THE TASK
Retype all of the data. Every line must match exactly.

RECORD SET
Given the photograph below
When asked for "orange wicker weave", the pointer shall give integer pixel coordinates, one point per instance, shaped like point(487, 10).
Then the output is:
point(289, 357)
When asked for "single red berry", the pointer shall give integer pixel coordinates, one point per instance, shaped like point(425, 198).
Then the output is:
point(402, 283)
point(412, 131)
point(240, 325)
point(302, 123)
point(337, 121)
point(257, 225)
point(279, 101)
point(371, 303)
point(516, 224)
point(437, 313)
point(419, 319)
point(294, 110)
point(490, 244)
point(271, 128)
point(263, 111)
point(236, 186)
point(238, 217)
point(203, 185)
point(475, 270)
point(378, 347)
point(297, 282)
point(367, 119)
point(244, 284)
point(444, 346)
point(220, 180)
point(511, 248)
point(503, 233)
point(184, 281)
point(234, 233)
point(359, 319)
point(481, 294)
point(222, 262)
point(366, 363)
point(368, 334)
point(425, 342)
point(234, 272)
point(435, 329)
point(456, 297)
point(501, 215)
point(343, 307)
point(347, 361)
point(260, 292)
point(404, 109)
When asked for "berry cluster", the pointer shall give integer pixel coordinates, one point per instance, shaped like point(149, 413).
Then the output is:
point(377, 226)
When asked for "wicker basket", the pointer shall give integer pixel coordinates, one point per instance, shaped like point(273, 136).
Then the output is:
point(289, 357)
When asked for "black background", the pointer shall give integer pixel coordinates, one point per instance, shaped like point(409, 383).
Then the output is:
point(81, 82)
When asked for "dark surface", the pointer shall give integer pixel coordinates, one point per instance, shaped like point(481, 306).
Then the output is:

ANSWER FOR THE TASK
Given the photograph below
When asked for "orange wicker weave", the pointer shall give integer pixel coordinates, one point per instance, shaped like point(487, 10).
Then the output is:
point(289, 357)
When asked for "single red berry", the pointer shall give integer pixel coordinates, one point per instance, shaped like point(425, 198).
Then the output is:
point(402, 283)
point(412, 131)
point(240, 325)
point(302, 123)
point(337, 121)
point(257, 225)
point(279, 101)
point(371, 303)
point(516, 224)
point(437, 313)
point(419, 319)
point(294, 110)
point(490, 244)
point(271, 128)
point(263, 111)
point(236, 186)
point(238, 217)
point(203, 185)
point(475, 270)
point(378, 347)
point(297, 282)
point(367, 119)
point(244, 284)
point(444, 346)
point(220, 180)
point(511, 248)
point(503, 233)
point(184, 281)
point(234, 233)
point(359, 319)
point(481, 294)
point(222, 262)
point(366, 363)
point(368, 334)
point(425, 342)
point(234, 272)
point(435, 329)
point(456, 297)
point(501, 215)
point(343, 307)
point(347, 361)
point(260, 292)
point(404, 109)
When asked for "berry cluster", the pointer shall give integer pixel coordinates, one point per instance, shaped like point(149, 413).
Then the output is:
point(377, 226)
When asked for "wicker basket", the pointer shall give integer pixel coordinates, one point per instance, shaped like point(273, 136).
Then the output is:
point(289, 357)
When asked for "black background", the pointer shall give integer pixel coordinates, one point per instance, shaped like point(409, 383).
Then the output is:
point(81, 82)
When asked for "dark surface", the pointer shall give integer pixel coordinates, one point per instance, shaped like point(481, 306).
Then the output is:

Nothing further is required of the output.